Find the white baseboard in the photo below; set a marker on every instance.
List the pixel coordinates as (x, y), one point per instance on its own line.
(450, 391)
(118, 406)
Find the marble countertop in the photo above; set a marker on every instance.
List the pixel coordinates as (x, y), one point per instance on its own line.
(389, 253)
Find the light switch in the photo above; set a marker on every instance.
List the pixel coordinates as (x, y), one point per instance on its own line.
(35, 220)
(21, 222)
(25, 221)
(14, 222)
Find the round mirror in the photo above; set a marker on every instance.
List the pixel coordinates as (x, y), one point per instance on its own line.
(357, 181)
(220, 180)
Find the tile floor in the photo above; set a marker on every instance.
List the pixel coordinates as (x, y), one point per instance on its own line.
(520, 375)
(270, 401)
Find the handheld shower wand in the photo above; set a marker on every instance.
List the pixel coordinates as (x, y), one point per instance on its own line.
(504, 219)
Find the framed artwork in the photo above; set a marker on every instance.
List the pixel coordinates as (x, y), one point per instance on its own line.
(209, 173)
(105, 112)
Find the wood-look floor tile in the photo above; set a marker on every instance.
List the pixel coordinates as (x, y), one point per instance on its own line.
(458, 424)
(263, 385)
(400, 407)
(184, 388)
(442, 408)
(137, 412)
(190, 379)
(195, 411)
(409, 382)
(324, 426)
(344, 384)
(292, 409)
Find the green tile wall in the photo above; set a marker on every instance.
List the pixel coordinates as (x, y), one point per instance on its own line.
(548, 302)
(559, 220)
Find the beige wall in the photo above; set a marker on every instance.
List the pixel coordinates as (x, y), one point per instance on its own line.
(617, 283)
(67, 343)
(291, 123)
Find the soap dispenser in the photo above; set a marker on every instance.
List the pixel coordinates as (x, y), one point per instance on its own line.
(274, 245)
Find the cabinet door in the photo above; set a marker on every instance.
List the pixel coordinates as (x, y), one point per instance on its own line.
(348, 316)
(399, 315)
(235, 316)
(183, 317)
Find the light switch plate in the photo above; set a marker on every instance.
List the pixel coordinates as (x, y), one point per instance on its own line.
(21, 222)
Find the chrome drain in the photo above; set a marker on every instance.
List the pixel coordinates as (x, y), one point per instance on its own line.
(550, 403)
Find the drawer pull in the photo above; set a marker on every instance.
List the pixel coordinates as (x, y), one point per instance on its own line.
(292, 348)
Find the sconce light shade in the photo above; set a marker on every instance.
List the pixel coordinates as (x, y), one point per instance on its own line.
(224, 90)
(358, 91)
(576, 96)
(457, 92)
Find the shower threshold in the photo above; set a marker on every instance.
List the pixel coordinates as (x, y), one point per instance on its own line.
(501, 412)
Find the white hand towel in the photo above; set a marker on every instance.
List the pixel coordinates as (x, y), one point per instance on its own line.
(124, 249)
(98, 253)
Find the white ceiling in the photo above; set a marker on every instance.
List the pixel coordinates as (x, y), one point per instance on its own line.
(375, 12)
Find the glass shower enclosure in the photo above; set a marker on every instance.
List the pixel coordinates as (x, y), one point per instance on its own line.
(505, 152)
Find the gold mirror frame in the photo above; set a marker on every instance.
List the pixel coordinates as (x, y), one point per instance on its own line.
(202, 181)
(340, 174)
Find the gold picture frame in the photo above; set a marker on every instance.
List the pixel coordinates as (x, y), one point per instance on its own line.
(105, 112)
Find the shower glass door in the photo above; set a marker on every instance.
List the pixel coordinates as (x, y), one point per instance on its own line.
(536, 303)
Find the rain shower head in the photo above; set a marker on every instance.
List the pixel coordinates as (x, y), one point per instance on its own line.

.....

Nothing in the data may differ; print all of it exactly as written.

§ **Completed exercise**
Find the white baseboard in the photo below; set a marker on every instance.
List the pixel coordinates as (x, y), one point per instance on its own line.
(450, 391)
(118, 406)
Find the marble countertop in the photo above; set a marker on every instance.
List the pixel coordinates as (x, y), one point per instance on its own line.
(389, 253)
Find the light switch in the photo above; set a marker on every instance.
List the pixel coordinates as (x, y), one point per instance on its own line.
(35, 220)
(21, 222)
(25, 221)
(14, 222)
Find the round mirror in the photo above; set a marker on every instance.
List the pixel coordinates as (x, y), one point per instance on its own line.
(357, 181)
(220, 180)
Find the tile floor in the photo above; set a marker on every instance.
List the pixel coordinates as (x, y), one point per instance on its own line.
(520, 375)
(270, 401)
Find the handheld shower wand in the photo above; set a marker on every instance.
List the pixel coordinates as (x, y), one point per instance on its own line.
(504, 219)
Find the framed artwork in the photo above; set a marker on every instance.
List the pixel coordinates as (x, y), one point per instance on its own line.
(209, 173)
(105, 112)
Find the wood-look floor tile in the photo above; set a marker on every instance.
List the pixel coordinates as (x, y), one point per instance on its own line.
(458, 424)
(263, 385)
(400, 407)
(184, 388)
(442, 408)
(137, 412)
(190, 379)
(195, 411)
(409, 382)
(324, 426)
(344, 384)
(292, 409)
Find the green tile wall in the photo above; set a marker on every instance.
List the pixel coordinates as (x, y), one point per instance on its own line.
(548, 302)
(559, 220)
Find the beige wall in the photo above; set a marker on every instance.
List the pixel coordinates as (x, y), one point per instance on its own line.
(617, 283)
(67, 343)
(291, 123)
Find the soap dispenser in the photo above; set a marker on every instance.
List the pixel coordinates as (x, y), one point per instance on its own line.
(274, 245)
Find the cabinet door in the photo above; set a marker on every instance.
List the pixel coordinates as (x, y), one point per instance on its own line.
(348, 316)
(399, 315)
(235, 316)
(183, 317)
Find the light switch plate in the photo above; set a marker on every instance.
List the pixel coordinates as (x, y), one point per instance on its own line.
(21, 222)
Find the chrome drain in the photo above; set a marker on every instance.
List the pixel coordinates as (x, y), one point per instance on its own line.
(550, 403)
Find the drawer pull in the photo above; set a marker on every instance.
List the pixel coordinates as (x, y), one point per instance on its own line.
(292, 348)
Find the sconce light shade in the photo above; set a marker on every instance.
List the pixel coordinates as (x, y), one point per instance on its own line.
(224, 90)
(358, 91)
(576, 96)
(457, 92)
Find the shower threshold in the photo above; set a marker on every instance.
List the pixel coordinates as (x, y), one point per instance on its own line.
(501, 412)
Find the white hand towel in the photo above; set a marker on every instance.
List the pixel coordinates as (x, y), one point per instance on its own line.
(124, 249)
(98, 253)
Find the white ceiling in the photo above; set a marker on every instance.
List the pixel coordinates as (x, y), one point per instance on its own line.
(375, 12)
Find the glass shower enclosure in the photo above; set a marker on every instance.
List the pixel coordinates as (x, y), one point per instance on its own line.
(505, 152)
Find the gold mirror frame in the photo above; set a marker on every instance.
List the pixel coordinates as (x, y), one point per instance on its own line.
(202, 181)
(340, 174)
Find the gold picture frame in the photo above; set a marker on every instance.
List the pixel coordinates as (x, y), one point per instance on its own line.
(105, 112)
Find the shower glass door in the photo above; set a marker on every instance.
List the pixel coordinates as (x, y), one point per instance on its own line.
(536, 303)
Find the rain shower head in the photo above; set a marker on every instance.
List the pixel coordinates as (x, y), one point per instance on its own line.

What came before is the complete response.